■ FRAGMENTO DEL TEXTO
----
III Sarabande: Delicado lamento organizado en dos mitades de dieciséis compases, que comienzan con una brevísima imitación entre las voces para enseguida entregarse al flujo de las semicorcheas que contrasta con los pasajes acentuados con puntillo.
IV Gigue: Estilo francés en las joviales agrupaciones de cuatro compases, surcadas de suspiradas apoyaturas, la línea del bajo coloreada por numerosas disonancias en el pulso. Dos secciones, la primera de dieciséis compases, la segunda de treinta y dos, finalizando levemente acortada y armonizada.
V La virtuosa conclusión es una variación ornamental en semicorcheas (a double velocidad) del tema de la gigue con las que rellena sus huecos rítmicos mientras conduce con libertad la línea melódica y la base armónica.









Lautenklavier
Ninguno de estos instrumentos, semejantes al clave, aunque más ligeros y de menor tamaño, ha sobrevivido. Los manuales (dos o incluso tres) permitían el uso de plectros (de piel, imitando un dedo) a diferentes puntos de las cuerdas, resultando en un cierto control dinámico. La ausencia de apagadores se manifestaba en una resonancia natural de los pares de cuerdas (de tripa natural, gruesas y sometidas a baja tensión), afinadas una octava aparte en el tercio bajo de la tesitura, y al unísono en el tercio medio para asimilar la tímbrica del laúd, aunque en un rango más extendido.
----
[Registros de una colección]
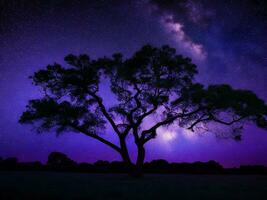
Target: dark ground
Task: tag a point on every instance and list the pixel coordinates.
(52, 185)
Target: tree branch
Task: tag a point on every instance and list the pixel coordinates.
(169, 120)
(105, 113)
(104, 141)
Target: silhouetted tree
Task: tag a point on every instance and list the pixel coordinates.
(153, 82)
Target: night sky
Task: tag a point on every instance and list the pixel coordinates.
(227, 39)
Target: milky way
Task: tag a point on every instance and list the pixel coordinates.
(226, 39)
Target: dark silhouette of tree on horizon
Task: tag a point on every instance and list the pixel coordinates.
----
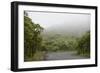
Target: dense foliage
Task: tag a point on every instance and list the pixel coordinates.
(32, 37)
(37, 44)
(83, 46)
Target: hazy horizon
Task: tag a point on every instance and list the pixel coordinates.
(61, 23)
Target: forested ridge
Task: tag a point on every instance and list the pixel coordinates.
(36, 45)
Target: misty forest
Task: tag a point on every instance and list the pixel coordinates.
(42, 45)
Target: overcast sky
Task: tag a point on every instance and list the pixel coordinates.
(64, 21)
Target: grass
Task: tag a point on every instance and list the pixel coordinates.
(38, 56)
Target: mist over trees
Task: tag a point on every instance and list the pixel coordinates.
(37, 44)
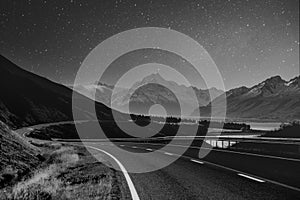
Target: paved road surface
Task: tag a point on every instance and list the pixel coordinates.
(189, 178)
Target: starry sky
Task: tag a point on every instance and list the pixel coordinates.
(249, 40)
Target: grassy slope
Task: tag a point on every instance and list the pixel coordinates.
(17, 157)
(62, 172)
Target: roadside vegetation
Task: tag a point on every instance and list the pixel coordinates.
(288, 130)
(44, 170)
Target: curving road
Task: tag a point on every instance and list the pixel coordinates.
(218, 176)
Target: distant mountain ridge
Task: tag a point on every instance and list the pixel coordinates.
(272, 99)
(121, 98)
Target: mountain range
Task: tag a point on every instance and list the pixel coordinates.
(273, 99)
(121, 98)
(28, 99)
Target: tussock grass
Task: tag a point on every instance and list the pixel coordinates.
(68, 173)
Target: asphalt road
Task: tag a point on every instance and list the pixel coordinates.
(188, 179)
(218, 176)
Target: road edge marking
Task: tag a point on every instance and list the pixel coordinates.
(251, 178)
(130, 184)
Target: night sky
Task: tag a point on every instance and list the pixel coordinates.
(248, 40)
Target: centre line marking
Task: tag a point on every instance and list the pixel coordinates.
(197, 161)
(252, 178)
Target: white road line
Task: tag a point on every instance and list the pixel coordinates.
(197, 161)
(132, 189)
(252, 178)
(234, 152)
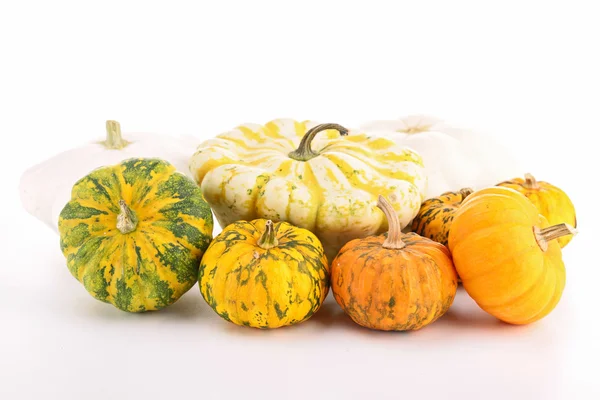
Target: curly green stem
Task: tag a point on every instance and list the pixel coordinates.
----
■ EJERCICIO
Por favor, devuelve sin cambios la parte del fragmento del texto que empieza con "V La virtuosa" y sigue hasta "la base armónica.". Este material procede de otra fuente.

■ RESULTADO DEL EJERCICIO
V La virtuosa conclusión es una variación ornamental en semicorcheas (a double velocidad) del tema de la gigue con las que rellena sus huecos rítmicos mientras conduce con libertad la línea melódica y la base armónica.